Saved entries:

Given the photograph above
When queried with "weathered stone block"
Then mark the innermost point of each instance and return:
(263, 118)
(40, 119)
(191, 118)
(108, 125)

> [PROBLEM STATEMENT] All of the records above must be reproduced exactly.

> [SOLUTION FOR THIS EXERCISE]
Given the photograph above
When queried with "weathered stone block"
Then mark the innermost point of each instance and return:
(263, 118)
(40, 119)
(191, 118)
(108, 125)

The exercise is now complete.